Data shown:
= = = =

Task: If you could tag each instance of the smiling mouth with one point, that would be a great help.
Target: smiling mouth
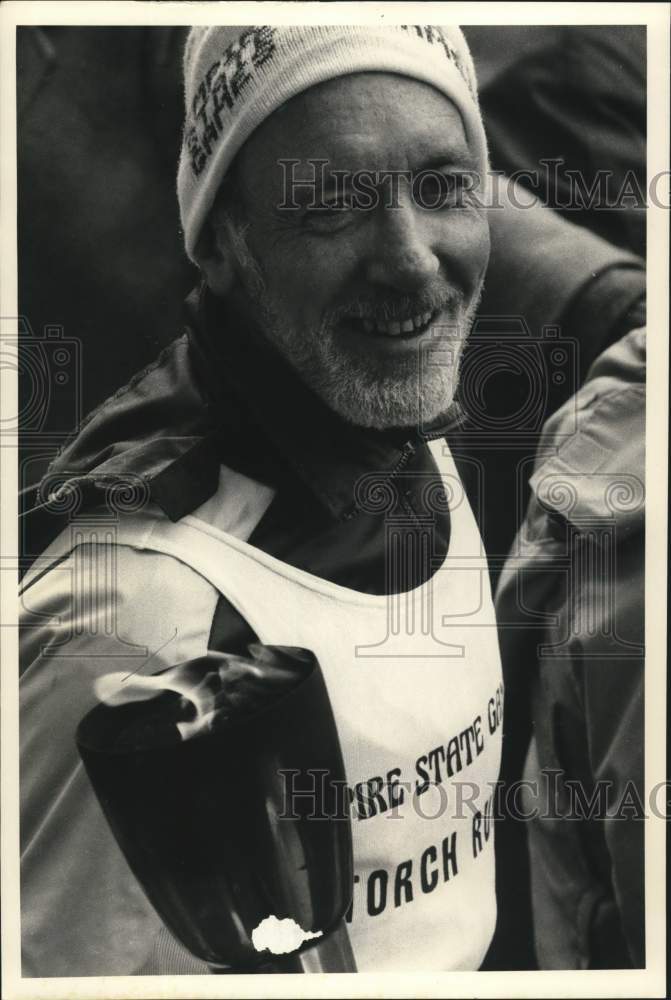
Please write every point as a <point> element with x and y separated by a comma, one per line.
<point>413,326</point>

= = = =

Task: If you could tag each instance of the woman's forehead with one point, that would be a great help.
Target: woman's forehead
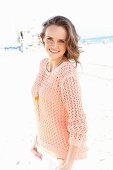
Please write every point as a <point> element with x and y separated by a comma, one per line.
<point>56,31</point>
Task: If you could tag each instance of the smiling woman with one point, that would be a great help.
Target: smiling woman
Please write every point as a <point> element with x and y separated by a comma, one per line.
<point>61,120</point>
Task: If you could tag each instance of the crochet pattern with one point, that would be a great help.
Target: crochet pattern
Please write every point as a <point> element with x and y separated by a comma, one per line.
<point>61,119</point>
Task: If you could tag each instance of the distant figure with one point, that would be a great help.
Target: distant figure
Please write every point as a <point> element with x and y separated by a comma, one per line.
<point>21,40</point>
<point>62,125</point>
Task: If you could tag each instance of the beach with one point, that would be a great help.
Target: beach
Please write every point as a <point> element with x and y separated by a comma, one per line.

= = = =

Reproduce everything in the records above, from the line containing "Task: If you could tag each instance of the crochet" down to the line containing "<point>61,119</point>". Include both of those lines and change no character.

Response:
Task: If you could tag each instance of the crochet pattern with one point, that would be a great help.
Target: crochet pattern
Please write every point as a <point> element with x and y separated by a comma, one per line.
<point>61,119</point>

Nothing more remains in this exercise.